## Required task
From the listing below, keep only the lines that contain the string "light", matching case exactly.

======== Given records

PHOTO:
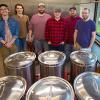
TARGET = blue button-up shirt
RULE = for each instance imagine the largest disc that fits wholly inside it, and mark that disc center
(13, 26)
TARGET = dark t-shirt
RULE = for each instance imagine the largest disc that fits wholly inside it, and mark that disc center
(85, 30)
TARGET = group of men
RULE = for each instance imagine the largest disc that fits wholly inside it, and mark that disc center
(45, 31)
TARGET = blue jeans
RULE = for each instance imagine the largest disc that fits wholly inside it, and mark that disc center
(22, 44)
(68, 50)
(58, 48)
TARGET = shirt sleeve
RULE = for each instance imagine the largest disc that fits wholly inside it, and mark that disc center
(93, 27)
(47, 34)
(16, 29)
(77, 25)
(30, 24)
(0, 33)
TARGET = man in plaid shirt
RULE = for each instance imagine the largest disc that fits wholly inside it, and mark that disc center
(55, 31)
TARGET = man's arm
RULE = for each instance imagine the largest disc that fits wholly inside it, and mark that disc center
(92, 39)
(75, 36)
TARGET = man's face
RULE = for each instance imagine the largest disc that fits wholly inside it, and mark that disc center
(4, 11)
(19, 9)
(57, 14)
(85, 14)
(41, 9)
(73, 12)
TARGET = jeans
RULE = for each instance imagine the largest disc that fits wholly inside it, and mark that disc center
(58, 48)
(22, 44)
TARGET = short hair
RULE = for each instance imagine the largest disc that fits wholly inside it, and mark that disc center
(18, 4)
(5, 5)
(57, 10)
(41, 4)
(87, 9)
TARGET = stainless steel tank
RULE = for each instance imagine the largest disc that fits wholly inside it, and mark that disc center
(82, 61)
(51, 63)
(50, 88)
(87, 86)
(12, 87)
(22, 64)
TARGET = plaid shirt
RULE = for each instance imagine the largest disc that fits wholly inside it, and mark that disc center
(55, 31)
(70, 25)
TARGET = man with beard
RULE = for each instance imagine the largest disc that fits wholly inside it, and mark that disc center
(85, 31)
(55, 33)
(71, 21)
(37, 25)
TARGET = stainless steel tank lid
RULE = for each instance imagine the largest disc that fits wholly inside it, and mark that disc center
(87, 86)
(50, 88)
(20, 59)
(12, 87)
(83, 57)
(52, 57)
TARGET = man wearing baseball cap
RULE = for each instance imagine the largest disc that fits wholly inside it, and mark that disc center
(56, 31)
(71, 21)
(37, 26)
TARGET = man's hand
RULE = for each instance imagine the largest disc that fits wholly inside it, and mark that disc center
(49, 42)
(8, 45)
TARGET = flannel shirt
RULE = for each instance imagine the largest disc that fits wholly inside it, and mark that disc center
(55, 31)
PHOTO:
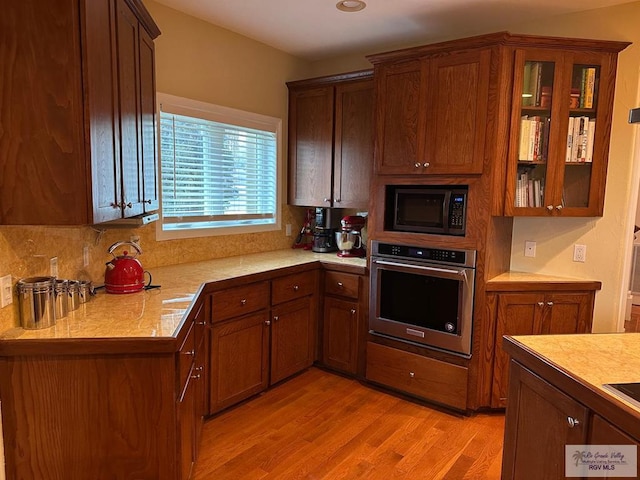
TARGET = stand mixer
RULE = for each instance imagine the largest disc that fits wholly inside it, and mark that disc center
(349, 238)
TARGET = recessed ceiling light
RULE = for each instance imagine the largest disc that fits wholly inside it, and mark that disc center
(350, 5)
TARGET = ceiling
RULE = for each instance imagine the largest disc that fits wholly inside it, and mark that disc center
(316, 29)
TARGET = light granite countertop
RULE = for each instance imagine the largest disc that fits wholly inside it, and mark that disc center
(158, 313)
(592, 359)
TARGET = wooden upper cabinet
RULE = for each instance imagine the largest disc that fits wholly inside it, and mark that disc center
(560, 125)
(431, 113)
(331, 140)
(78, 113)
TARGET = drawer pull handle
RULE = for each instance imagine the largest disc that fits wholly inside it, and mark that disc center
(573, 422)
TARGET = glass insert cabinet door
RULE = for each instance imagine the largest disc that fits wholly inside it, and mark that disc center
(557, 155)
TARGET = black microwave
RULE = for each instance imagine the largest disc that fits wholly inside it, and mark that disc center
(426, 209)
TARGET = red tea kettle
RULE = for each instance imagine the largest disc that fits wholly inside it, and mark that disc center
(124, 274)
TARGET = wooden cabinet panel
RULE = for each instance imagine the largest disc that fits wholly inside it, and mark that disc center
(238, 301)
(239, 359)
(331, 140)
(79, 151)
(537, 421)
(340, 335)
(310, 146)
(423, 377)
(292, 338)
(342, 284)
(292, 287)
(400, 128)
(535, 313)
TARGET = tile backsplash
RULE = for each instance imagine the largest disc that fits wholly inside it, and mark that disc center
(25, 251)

================
======== Given records

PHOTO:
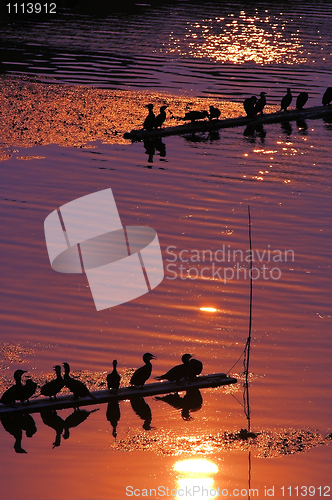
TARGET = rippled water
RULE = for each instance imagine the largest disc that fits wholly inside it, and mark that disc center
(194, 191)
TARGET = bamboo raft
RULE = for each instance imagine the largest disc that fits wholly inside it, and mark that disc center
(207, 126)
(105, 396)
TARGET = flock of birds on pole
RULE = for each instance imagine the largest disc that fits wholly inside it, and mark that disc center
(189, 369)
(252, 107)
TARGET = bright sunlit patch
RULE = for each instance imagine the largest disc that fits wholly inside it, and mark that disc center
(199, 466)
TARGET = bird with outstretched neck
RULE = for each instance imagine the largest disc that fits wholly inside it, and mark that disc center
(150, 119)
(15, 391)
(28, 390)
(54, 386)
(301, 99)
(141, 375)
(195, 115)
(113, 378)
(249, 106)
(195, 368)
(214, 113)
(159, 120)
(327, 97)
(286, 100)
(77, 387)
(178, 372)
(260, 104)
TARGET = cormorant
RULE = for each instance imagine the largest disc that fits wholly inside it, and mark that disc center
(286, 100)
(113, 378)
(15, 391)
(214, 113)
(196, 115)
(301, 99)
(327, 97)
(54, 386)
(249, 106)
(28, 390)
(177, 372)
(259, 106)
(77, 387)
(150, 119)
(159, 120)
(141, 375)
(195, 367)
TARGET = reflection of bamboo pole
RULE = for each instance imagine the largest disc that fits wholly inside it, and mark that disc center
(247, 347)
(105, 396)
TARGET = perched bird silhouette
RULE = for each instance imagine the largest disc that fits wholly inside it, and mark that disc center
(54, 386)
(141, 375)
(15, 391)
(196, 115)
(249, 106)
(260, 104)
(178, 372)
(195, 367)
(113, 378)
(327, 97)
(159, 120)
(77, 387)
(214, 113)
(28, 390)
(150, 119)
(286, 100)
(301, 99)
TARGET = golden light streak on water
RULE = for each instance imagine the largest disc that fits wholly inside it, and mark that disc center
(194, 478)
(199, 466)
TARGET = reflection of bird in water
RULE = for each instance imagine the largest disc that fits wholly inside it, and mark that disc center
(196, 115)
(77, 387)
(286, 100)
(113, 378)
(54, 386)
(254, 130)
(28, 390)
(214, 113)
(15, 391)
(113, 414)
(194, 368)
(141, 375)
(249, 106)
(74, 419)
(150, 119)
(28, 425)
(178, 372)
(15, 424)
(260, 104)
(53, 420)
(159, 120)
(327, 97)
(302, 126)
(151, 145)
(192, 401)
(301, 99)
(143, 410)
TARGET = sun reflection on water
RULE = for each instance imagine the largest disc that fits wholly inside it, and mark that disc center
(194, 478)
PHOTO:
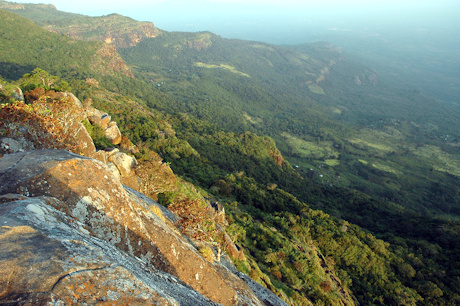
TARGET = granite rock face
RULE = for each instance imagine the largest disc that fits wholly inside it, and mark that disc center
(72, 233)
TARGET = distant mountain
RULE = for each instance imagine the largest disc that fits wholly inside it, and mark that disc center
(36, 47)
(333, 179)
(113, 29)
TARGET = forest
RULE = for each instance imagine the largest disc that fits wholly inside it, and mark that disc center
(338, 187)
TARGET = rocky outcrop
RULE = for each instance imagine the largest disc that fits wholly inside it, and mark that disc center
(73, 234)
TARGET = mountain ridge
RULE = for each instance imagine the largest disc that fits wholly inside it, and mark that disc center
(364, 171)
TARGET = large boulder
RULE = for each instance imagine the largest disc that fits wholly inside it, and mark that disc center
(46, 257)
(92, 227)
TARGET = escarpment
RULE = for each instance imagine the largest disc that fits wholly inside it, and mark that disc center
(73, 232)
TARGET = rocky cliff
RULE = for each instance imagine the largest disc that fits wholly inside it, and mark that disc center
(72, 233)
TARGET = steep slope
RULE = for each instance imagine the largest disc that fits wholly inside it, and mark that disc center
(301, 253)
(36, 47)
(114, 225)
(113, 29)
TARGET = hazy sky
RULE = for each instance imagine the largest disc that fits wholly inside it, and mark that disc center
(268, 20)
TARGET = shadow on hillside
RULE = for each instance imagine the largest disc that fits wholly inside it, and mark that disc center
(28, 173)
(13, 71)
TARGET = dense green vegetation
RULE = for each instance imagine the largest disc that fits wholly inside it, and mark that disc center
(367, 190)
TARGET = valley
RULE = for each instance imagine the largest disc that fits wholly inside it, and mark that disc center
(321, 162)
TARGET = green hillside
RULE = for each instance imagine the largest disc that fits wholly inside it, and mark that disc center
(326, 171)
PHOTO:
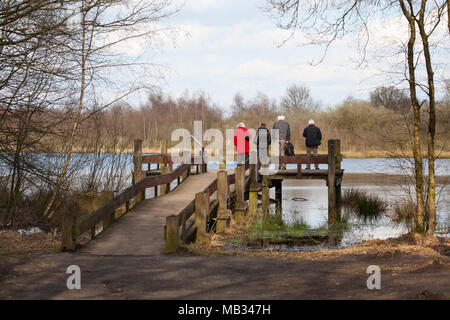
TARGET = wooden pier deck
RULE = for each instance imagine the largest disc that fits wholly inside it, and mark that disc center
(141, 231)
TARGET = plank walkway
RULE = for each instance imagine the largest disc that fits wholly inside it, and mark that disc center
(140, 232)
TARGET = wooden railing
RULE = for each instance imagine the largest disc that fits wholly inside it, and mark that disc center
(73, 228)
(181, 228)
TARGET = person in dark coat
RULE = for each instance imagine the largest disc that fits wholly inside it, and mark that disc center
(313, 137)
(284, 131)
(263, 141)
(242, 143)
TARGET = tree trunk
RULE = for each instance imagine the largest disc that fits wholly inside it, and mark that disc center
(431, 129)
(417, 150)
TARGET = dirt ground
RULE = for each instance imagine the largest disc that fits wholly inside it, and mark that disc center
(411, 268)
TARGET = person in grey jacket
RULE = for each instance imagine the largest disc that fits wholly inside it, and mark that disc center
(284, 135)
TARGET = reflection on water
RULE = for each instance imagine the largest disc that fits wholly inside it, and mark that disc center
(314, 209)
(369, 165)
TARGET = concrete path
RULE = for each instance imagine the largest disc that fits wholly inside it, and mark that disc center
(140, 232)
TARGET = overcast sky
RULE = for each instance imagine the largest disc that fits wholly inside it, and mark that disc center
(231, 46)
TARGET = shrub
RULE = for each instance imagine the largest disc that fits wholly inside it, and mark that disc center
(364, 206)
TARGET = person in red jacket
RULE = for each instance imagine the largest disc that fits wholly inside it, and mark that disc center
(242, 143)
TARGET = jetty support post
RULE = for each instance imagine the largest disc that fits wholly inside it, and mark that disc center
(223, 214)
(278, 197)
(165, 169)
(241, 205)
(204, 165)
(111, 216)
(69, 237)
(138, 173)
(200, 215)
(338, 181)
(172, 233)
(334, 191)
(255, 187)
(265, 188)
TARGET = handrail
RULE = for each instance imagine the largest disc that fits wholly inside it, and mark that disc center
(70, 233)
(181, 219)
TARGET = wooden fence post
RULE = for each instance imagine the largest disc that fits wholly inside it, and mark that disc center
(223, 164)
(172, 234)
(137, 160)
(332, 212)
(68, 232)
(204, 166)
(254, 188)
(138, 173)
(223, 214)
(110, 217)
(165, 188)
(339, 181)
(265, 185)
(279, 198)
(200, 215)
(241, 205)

================
======== Given records

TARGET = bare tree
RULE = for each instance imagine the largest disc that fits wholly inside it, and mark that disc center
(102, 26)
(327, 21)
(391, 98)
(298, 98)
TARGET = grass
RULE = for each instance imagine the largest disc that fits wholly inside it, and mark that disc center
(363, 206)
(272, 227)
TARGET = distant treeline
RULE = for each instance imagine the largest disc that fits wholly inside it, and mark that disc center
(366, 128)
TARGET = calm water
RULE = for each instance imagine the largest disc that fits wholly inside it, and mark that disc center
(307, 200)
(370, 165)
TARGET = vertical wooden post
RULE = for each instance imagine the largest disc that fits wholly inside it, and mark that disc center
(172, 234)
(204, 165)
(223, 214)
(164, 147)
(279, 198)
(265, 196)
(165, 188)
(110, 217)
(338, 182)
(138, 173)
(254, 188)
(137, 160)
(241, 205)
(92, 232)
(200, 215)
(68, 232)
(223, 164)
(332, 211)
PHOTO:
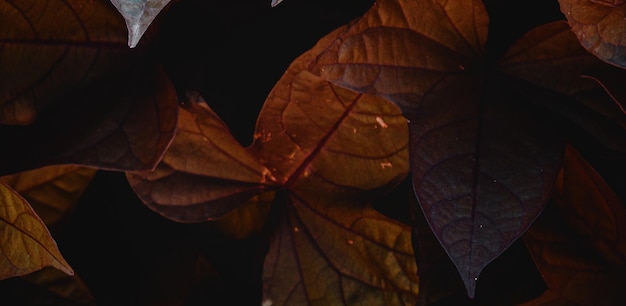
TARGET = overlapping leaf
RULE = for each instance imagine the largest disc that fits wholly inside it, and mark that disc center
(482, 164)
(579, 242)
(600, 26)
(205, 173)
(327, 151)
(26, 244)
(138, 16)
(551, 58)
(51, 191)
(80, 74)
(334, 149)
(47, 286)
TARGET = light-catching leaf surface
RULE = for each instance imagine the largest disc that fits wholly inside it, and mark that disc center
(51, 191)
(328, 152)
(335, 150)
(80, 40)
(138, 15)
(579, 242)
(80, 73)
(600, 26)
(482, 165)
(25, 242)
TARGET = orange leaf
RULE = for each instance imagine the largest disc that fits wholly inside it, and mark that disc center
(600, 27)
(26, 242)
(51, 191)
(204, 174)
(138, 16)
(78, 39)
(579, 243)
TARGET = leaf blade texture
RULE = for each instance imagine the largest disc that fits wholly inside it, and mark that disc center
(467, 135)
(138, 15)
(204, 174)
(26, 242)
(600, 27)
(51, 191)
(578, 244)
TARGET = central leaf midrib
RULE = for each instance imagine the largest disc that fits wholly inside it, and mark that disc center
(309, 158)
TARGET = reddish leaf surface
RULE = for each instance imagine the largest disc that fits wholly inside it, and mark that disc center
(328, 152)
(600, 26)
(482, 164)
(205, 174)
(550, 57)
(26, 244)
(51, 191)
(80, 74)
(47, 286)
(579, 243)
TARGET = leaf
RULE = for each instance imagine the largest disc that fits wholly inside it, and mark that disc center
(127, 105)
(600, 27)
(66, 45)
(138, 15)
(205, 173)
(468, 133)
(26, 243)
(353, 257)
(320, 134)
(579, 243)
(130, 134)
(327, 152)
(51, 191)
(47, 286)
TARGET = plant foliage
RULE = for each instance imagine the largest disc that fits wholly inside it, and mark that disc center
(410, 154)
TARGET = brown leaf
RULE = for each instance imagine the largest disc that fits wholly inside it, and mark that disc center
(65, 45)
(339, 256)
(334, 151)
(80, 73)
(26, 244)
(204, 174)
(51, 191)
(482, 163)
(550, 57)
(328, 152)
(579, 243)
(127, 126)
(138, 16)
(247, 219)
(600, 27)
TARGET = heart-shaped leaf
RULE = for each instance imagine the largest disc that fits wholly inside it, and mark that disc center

================

## Exercise response
TARGET = recessed ceiling light
TARGET = light granite countertop
TARGET = golden light streak on water
TARGET = light-catching leaf surface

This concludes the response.